All of the data must be returned exactly as given.
_____
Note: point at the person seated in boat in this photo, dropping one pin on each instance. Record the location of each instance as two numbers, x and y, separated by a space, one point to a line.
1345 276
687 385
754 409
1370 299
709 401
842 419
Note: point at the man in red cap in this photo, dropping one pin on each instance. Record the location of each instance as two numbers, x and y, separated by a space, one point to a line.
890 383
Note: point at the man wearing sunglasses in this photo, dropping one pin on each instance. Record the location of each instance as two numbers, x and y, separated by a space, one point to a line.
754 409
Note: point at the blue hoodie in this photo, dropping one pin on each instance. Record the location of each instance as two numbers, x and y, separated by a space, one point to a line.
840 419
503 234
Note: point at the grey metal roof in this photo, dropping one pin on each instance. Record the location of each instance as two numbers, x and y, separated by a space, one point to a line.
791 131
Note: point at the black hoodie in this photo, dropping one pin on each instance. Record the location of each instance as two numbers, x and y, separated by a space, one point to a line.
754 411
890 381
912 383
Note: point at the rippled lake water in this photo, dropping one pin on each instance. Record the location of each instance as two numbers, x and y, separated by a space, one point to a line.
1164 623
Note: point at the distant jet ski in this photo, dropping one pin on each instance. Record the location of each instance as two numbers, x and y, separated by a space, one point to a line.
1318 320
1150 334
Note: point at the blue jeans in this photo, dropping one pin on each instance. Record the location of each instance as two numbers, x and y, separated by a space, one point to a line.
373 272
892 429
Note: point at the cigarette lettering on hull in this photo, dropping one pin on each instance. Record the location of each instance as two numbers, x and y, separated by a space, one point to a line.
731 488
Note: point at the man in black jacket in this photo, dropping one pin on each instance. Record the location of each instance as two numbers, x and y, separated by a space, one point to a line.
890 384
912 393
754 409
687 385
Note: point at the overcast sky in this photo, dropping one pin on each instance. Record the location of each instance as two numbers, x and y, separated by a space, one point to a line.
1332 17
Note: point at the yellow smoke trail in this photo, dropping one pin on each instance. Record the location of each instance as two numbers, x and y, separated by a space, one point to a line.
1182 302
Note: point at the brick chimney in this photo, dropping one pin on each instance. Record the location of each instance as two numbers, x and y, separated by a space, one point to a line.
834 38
_____
# Result for this exercise:
Note: point at the person seated in boat in this photo, dropping one pin on each instance. Record the location of each instance as two numbers, x and y, separated by a space, one point to a line.
1345 276
687 385
754 409
1370 299
709 401
842 419
Note: point at the man in red cap in this photo, dropping one pin on each instance. Record the location of each instance as two numbers, x and y, separated by a space, one point to a line.
890 383
Note: point at the man wearing sunglasses in this photo, dropping one pin on each instance. Record the location of each instance as two numbers, x and y, separated by a space, one point to a line.
754 409
Note: point at the blue hoodie in this photo, dropping one pin on each instance. Record the location of each instance as two numbers, x and y, separated by a space, one point to a line.
840 419
503 234
Note: point at the grey metal roof in this photo, dropping one pin on each instance. Record the location of each instance as two numbers, x and y, separated by a space, one point to a line.
791 131
Note: point at the black hoodie in this photo, dropping one pin on each instance. Record the location of each instance as two numbers, x and y, separated by a space, one point to a line.
754 411
890 381
912 383
Note: point at the rippled lake water in this photo, dropping one pin on each instance. Record the location of each instance as two numbers, x and y, separated by a space, one point to a line.
1164 623
Note: point at the distant jet ski in this photo, dropping one pin on each instance. Record the location of each instance as two numbers, x and y, separated by a space, one point to a line.
1318 320
1150 334
Note: point at the blue jeans in this photo, dropping one pin on each instance. Record the location of each instance as two numbers, x and y, separated by a space, one point to a line.
373 272
892 429
Note: point at the cigarette lettering on hull in this photo, dropping one pin on each instance. Record the location of each instance as two numbers, x and y, separated by a space, one point to a line.
731 488
Note: point at the man in black jacket in this photo, dropping one pin on each instance. Record the location of each instance as two numbers, x and y, separated by a space, one point to a line.
890 384
912 393
754 409
687 385
Note: point at the overcast sky in this photo, dropping one pin on each instance. Record the location of each instance as two numbers, x and y, separated by a space, one point to a line.
1332 17
Note: point at the yellow smoke trail in this photo, dropping one pin on each instance. Record the location of each instance as two numbers, x and y, separated by a space, one point to a line.
1182 302
Note: point at the brick chimney in this photo, dropping one pin on each instance. Record the location of each instance as two numbers, x and y, separated by a space, one point to a line.
834 38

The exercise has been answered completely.